Alain Mabanckou : Le monde est mon langage

Par Gangoueus @lareus

Je viens de terminer un ouvrage remarquable du congolais Alain Mabanckou. Le monde serait son langage. Le monde francophone je dirais. Je me suis particulièrement délecté à la lecture de cet ouvrage car j’ai retrouvé une nouvelle fois mais de manière plus explicite le passeur de mots et de lettres qu’est Alain Mabanckou. Depuis la douzaine  d’années que je suis son activité littéraire, que ce soit dans ses oeuvres, par le biais de l’enseignement, des nouvelles technologies qui permirent par le moyen du blog à n’importe quelle personne connectée de pouvoir s’exprimer, par les médias et plus récemment au Collège de France, le fait est têtu : Alain Mabanckou aime parler des autres.
C’est ainsi qu’à l’époque de son blog intitulé Le crédit a voyagé, je découvris par son entremise de nombreux auteurs comme Yahia Belaskri, Gary Victor, Bessora et bien d’autres… Ce blog dont j’ai toujours regretté la fermeture fut un grand lieu de rencontres de la Francophonie littéraire. Et pour être honnête, rien n’a été fait d’aussi efficace depuis 2008. Parce que je les côtoie souvent, une vérité qui s’est imposé à moi est que les écrivains aiment qu’on parle (en bien) d’eux et de leurs oeuvres. C’est pourquoi, Mabanckou même s’il est souvent attaqué, le fait est qu’il est l’un des meilleurs ambassadeurs des lettres francophones. Un principe spirituel veut que celui qui donne finit tôt ou tard par recevoir. Je pense que la notoriété de cet auteur s’inscrit dans cette philosophie qui  ne ment pas pour reprendre une expression ivoirienne.
----------------------------------------
- CONSIGNES ÉCRITES
1: D'après l'article sur Alain Mabanckou, pourquoi l'auteur voit-il en lui l'un des meilleurs ambassadeurs des lettres francophones ? Répondez en une à trois phrases.
2: Poursuivez l'article sur Alain Mabanckou à la suite de sa dernière phrase.

- EXTRAIT DES DONNÉES
----------------------------------------
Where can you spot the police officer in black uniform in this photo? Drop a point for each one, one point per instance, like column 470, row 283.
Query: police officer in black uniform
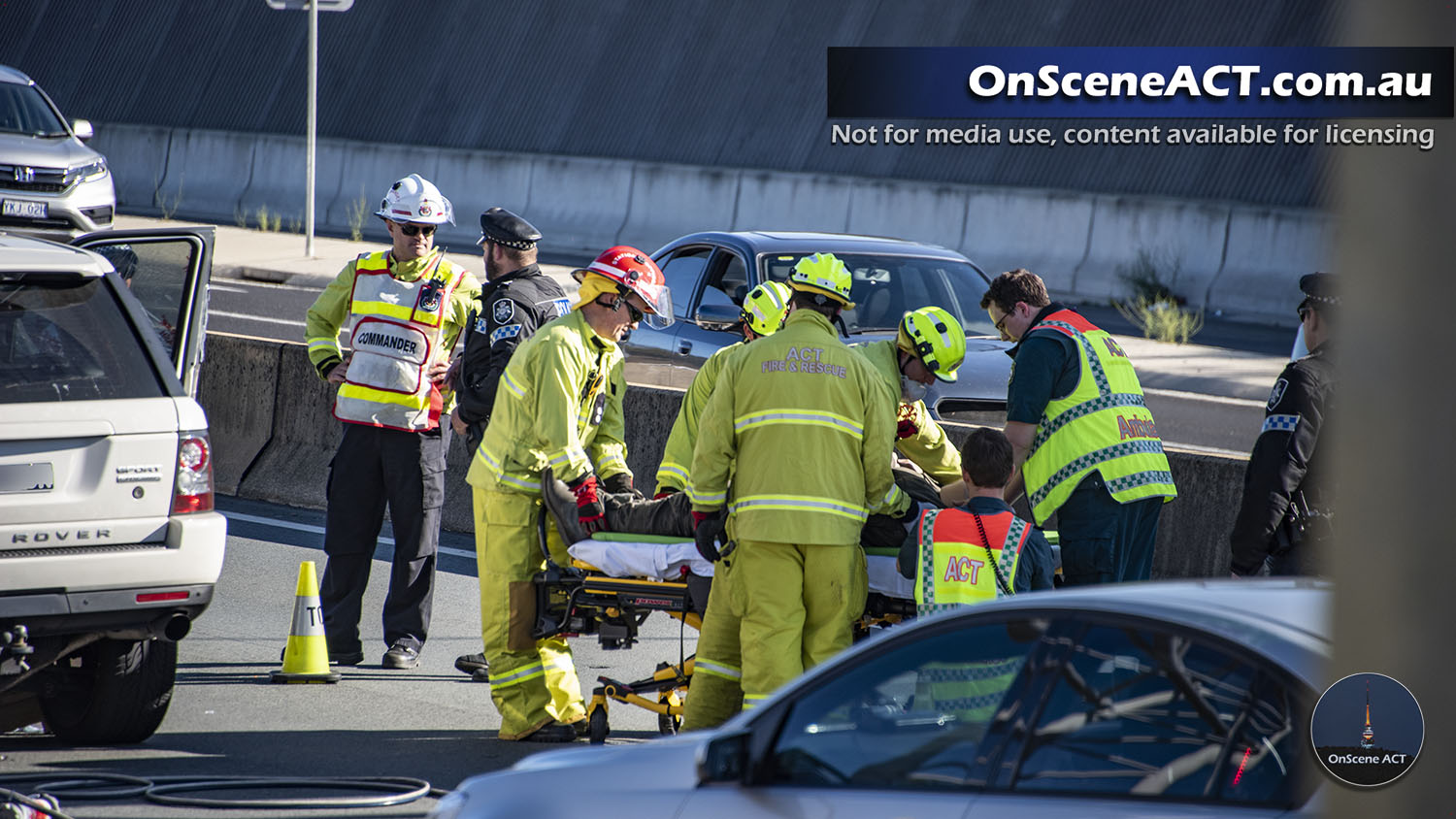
----------------------------------------
- RÉPONSES PAR CONSIGNE
1: Selon l'auteur, les écrivains aiment qu'on parle d'eux et de leurs œuvres en bien. Or Alain Mabanckou aime parler des autres, comme il l'a fait sur son blog Le crédit a voyagé, où il a fait découvrir de nombreux auteurs. C'est pourquoi, même s'il est souvent attaqué, l'auteur le considère comme l'un des meilleurs ambassadeurs des lettres francophones.

2:
On ne peut donc pas aborder ce nouveau livre de Mabanckou sans avoir ce background. Aussi dans ce livre que je définirai un peu comme un essai romancé à l’image de l’ouvrage de Sami Tchak publié il y a deux ans à la Cheminante La couleur de l’écrivain, Alain Mabanckou nous introduit dans l’univers de grands auteurs francophones ou s’exprimant en français et qu’il côtoie régulièrement ou qui ont influencé sa littérature. Le Clézio, Eduardo Manet, Camara Laye, Aminata Sow Fall, Douglas Kennedy, Jacques Rabemananjara, Bessora, Sony Labou Tansi, Edouard Glissant, Dany Laferrière, Gary Victor et bien d’autres… La liste est loin d’être exhaustive.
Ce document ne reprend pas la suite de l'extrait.